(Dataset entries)
◆ ◆ ◆ ◆ ◆
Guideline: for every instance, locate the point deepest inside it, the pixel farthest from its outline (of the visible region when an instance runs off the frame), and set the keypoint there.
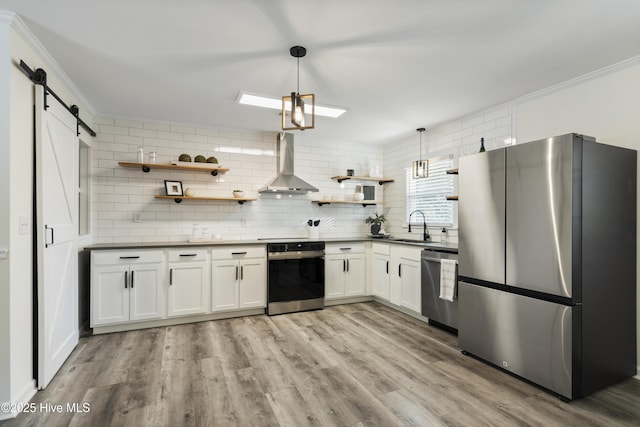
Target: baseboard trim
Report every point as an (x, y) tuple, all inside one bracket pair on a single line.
[(20, 401)]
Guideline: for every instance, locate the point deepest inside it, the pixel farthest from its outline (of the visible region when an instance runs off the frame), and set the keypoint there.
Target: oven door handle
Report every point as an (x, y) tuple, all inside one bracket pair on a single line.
[(274, 256), (426, 258)]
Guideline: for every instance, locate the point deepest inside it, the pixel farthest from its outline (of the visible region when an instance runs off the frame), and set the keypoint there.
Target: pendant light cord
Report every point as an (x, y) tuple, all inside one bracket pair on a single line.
[(298, 59), (420, 130)]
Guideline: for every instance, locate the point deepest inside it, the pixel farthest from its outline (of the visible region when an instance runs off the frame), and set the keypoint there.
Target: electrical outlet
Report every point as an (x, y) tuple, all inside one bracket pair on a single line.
[(24, 225)]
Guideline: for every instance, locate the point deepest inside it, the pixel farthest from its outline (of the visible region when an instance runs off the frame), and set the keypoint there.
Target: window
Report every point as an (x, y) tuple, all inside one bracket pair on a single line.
[(430, 194)]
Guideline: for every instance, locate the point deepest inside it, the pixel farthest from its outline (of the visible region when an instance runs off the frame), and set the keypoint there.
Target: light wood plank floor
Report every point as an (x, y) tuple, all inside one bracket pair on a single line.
[(350, 365)]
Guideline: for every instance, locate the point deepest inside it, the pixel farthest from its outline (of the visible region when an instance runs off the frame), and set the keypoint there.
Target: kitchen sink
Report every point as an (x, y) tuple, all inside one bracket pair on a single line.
[(413, 241)]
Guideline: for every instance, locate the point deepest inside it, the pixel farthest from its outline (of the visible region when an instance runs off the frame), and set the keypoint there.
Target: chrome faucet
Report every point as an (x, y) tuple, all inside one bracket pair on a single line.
[(425, 232)]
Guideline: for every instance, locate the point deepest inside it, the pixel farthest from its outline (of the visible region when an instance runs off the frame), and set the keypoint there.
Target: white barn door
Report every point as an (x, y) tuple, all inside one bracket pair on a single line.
[(57, 220)]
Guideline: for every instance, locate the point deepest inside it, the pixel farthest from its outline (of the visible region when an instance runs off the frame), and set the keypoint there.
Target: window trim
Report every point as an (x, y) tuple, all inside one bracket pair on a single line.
[(416, 220)]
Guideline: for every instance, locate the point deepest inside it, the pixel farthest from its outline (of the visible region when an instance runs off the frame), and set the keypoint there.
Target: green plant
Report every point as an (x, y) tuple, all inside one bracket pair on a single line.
[(378, 219)]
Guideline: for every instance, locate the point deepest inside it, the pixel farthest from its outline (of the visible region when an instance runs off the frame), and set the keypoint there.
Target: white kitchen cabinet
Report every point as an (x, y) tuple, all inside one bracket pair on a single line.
[(189, 282), (126, 286), (344, 270), (239, 278), (405, 286), (380, 277)]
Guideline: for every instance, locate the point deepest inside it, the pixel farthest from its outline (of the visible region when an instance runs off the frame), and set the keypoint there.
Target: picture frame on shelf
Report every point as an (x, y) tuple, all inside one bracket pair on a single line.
[(173, 188), (369, 192)]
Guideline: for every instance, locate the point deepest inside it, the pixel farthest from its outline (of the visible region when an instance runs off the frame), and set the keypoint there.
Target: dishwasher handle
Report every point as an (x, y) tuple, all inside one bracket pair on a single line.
[(434, 259)]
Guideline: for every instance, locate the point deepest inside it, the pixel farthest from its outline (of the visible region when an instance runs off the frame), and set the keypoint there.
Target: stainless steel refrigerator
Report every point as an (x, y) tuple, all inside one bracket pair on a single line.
[(547, 262)]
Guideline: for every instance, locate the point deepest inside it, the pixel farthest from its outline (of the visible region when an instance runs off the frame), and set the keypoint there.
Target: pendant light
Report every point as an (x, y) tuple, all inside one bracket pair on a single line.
[(420, 168), (299, 108)]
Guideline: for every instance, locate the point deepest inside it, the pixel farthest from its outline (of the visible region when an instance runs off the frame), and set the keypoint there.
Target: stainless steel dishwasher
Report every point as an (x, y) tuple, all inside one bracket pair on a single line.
[(440, 312)]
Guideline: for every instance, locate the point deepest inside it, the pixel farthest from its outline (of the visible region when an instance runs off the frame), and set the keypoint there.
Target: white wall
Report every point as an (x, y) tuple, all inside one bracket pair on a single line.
[(604, 105), (121, 194), (5, 291), (457, 138)]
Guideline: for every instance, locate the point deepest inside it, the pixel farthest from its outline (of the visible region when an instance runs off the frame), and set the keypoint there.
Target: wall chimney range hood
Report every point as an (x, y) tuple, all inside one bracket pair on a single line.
[(286, 182)]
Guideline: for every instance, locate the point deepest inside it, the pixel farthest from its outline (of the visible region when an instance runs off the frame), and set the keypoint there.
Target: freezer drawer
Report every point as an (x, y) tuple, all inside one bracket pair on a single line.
[(529, 337), (433, 307)]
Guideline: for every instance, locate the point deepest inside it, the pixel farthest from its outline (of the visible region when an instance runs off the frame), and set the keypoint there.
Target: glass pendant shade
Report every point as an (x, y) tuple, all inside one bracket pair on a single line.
[(420, 168), (298, 111)]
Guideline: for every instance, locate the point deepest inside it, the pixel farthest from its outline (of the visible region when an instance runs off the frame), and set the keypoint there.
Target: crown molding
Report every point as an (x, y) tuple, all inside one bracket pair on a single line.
[(23, 31), (610, 69)]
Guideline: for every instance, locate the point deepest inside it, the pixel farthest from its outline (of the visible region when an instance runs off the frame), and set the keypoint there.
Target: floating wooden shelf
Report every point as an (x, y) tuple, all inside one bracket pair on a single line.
[(178, 199), (380, 181), (146, 167), (364, 203)]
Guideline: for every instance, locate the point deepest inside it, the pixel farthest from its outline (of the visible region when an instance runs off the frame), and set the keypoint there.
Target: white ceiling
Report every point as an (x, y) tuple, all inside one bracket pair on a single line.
[(396, 65)]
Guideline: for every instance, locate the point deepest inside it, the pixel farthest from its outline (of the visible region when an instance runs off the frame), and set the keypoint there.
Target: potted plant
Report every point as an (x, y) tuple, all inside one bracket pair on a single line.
[(376, 223)]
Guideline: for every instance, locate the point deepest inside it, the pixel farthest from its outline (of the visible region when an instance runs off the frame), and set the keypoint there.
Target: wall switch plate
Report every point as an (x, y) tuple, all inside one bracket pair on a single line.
[(24, 225)]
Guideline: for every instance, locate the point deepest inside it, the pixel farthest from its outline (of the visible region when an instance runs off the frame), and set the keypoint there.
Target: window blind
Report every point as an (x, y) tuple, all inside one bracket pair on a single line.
[(430, 194)]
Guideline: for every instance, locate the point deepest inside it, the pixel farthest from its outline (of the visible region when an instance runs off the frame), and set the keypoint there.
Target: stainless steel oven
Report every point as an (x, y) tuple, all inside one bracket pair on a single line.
[(296, 277)]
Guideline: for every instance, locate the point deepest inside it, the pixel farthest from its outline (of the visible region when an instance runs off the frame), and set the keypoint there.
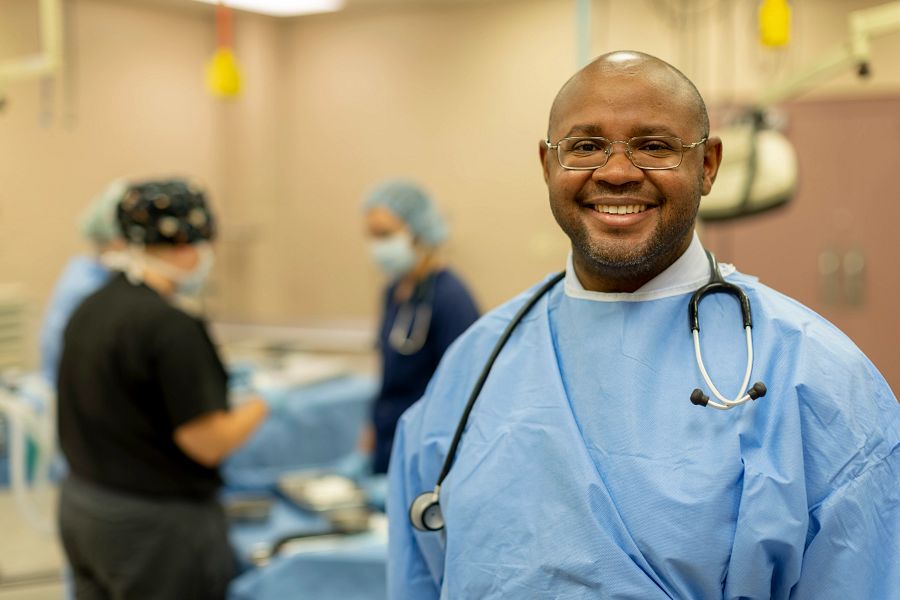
◆ ◆ ◆ ◆ ◆
*Work required:* Print all of the entries word for word. Omit the pictures they contain.

*Answer for the task:*
Guideline: for every instance, locate the point deepest inside it, the pixel farthest from its outline (of the visible region when an instance runs off the frame), and set the keypoint there.
Target: baseboard trim
Report every point as an (x, y) tuple, all inside one bracket pair on a single line.
[(20, 401)]
Guideline: for every instance, locate the point deepest inside it, the pixel farthest from its outline (of the visible region when an instance runs off the frame), and set the keypoint there.
Target: oven door handle
Report every point as an (x, y) tuple, all inside one bracket pair on a single line.
[(274, 256), (426, 258)]
Guideline: for every instance, locate the point deepest inside it, the pixel farthest from its outline (of the visible region when an instance runs off the frame), and set the keypoint there.
Target: pendant light cord
Report every point as an (x, y) tuple, all inside one bracket pair on a single line.
[(298, 59), (420, 130)]
Guideline: for every instance, locate the point deepest inside it, the pixel farthest from its outline (of the visible region when an instance runs off the frame), and set the keypoint there.
Target: electrical outlet
Report every point as an (x, y) tuple, all inside one bracket pair on a single line.
[(24, 225)]
Guideline: for every instance, locate the point deepest inside it, the pixel farthest from its outline (of the visible region when an instance runs off the frame), and set the keypoint there.
Target: window
Report every point as an (x, y) tuple, all inside one bracket pair on a single line.
[(430, 194)]
Guideline: for every instance, locate the point deepest inside it, the pixel farthest from its outline (of the visible region when an instance runs off the frame), and set the keypoint there.
Target: light wood plank floor
Report every point as an (x, y) tuple, all inside one bracket pair on a single line.
[(350, 365)]
Guideline: for every instance, locate the point deepest inside it, the pixel farthest from its outline (of the visible region when an instance runs off the frame), and set the keypoint there.
Target: kitchen sink
Report every point as an (x, y) tuple, all inside one bracket pair on a single line.
[(413, 241)]
Guideline: for every instance, locate the point deepest inside it, the pixel farthest from its outline (of the visible region when an instance runs off the frame), and set the keypoint there.
Target: chrome faucet
Report every point as an (x, y) tuple, all inside one bracket pair on a single line.
[(425, 232)]
Guideline: for every instance, locate the point deepest inside it, the pixel farthest from its outline (of the visible region when an instance runs off the frame), and set the keypoint there.
Target: white barn door
Report every point as an (x, y) tuple, all inside one bracket pair on a single line.
[(57, 220)]
Guideline: for every instance, locate the point deepest inside it, the pixel farthest from its outline (of the visible region when an instance runs off the frame), and set the keypoint there.
Target: window trim
Report every point as an (x, y) tuple, all inside one bracket pair on a single line.
[(416, 220)]
Guideline: for every instance, locate the point deepest inside it, the pixel farthest from its outline (of the visible region when an instance runs off the frame), and set the keypoint there.
Target: green plant
Report every point as an (x, y) tuple, all inside one bracket pair on a single line.
[(378, 219)]
Guideline: for every instance, locate the point deepest inside it, the pixel farthest from its outline (of the visible region when an instance runs off the frame), and set the keypoint there.
Target: white kitchen cabinet
Report every point as an (x, y) tuple, all inside one bracket pair on a single line.
[(189, 282), (126, 286), (344, 270), (239, 278), (405, 286), (380, 277)]
Guideline: for every instance, locate the point deepest inside it, the pixel farthest from its outline (of the visible region when an instance runs off the frame), and set the keypoint there.
Target: picture frame on shelf
Report every point as an (x, y) tuple, all inside one bracket pair on a single line.
[(173, 188), (369, 192)]
Guideline: for every instance, locate the point deepest inside it, the pixel farthest from its outline (of the visible region when an instance runs off the frame), and set the keypoint there.
Target: dishwasher handle
Report every point as an (x, y) tuple, all inside one bracket pair on a single line.
[(434, 259)]
Guideline: for every instance, locate the point deepest inside it, the pixel farthest from its outline (of the visible region when an instance runs off the frame), and set the keypoint there.
Target: stainless steel refrigerator
Report every point as an (x, y) tuple, all inside one bracket pair on a single line.
[(547, 262)]
Guideline: for every instance, locate the point deepest inside it, the pixel farthest from its outline (of the visible region when an instance runs off the frame), and set the keypoint there.
Target: pendant light
Report every point as an (x, y) tuple, all inside one bracket pair on a single line.
[(420, 168), (299, 108)]
Guideline: for every instance, locate the point deepest inside it, the pixel farthest from its outline (of the visible region when an instance runs off the frame), and set the keypoint there.
Target: stainless steel dishwasher
Report every point as an (x, y) tuple, all inside one bracket pair on a single line.
[(440, 312)]
Guideline: for every instance, locate the point deepest inside it, the pixel farthest from its outline (of the visible region when an instance runs off the frame), and set the keypoint there.
Target: white wall
Report every point as an (x, y) tuple, all inside one bracket pair on a single line.
[(604, 105), (121, 194), (5, 291), (457, 138)]
Guideline: for every instance, locate the point deepest inside it, the pixel farthest from its outline (of the visible region when an instance runs off the frame), and set the keypoint there.
Target: wall chimney range hood
Report every point as an (x, y) tuple, all inside one bracket pair on a single line.
[(286, 182)]
Guideline: for every instance, locate the point deepest inside it, the pixel farthest from its outline (of the visible region when an instance runs off the frame), and set the keypoint there.
Target: freezer drawer
Report every point as an (x, y) tuple, all inside one bracket pair on a single line.
[(529, 337), (433, 307)]
Guideline: for every instance, locate the point deepest inside it, the pixel farthest from its outline (of the visible region when an instance runs off the frame), and set the keypoint there.
Target: glass pendant shade
Report every point as an (x, y) tuple, all inside one bracket pair on a single line.
[(420, 168), (298, 111)]
Guideline: for every instance, locate the point deepest inside it, the pixel farthest from its outline (of the visible region when an instance runs off the frame), and set the keypoint there.
Target: crown molding
Report every point as an (x, y) tuple, all inside one bracket pair on a single line.
[(23, 31), (610, 69)]
Guideline: for every instance, locate the point deepest inside it, the pixel farthest from its outline (of the visible region when an instance runs off the frame), and set the keypoint there.
Target: floating wooden shelf
Report every point as an (x, y) tuple, all inside one bracket pair on a single line.
[(178, 199), (380, 181), (146, 167), (364, 203)]
Guideline: for every instance, locate the point deepest inside it, the pixel farthest from its outline (of the visible region when an instance runs off the frame), and set the keypoint there.
Target: white ceiling
Report every point as an (x, y) tuple, all inside one bracket pair on a single line.
[(396, 65)]
Guideline: for every instance, locate the point deepest inside it, the pixel farthest from its outline (of the visible region when an instance runs off the frame), and set the keypoint there.
Target: potted plant
Report every point as an (x, y) tuple, all inside one bracket pair on a single line.
[(376, 223)]
Guideline: for every instance, locate the point deepest inside it, the pixel farthest from its outline (of the visible region when an instance runs off the frame), and set the keypoint there.
Target: wall switch plate
Report every point as an (x, y) tuple, all inside one bracket pair on a single line.
[(24, 225)]
Guideline: for every instance, locate the point deepest inside it, the pixel farthest from its outline (of the visible region when an instance runs off the frame), and set the keypoint there.
Target: window blind
Report every point as an (x, y) tuple, all inside one bracket pair on a single line.
[(430, 194)]
Guideline: for every instance, locate the point deepest inside it, the pixel farthest from its outline (of the visible region when an instance runs off the frame), and set the keypoint there.
Target: stainless steel oven
Report every point as an (x, y) tuple, all inside one bracket pair on a single line.
[(296, 277)]
Guideline: for every instance, locate the point deepest inside it, the pixel farthest from its outline (of the visible region when an instance runs off the frame), and set the keypoint there.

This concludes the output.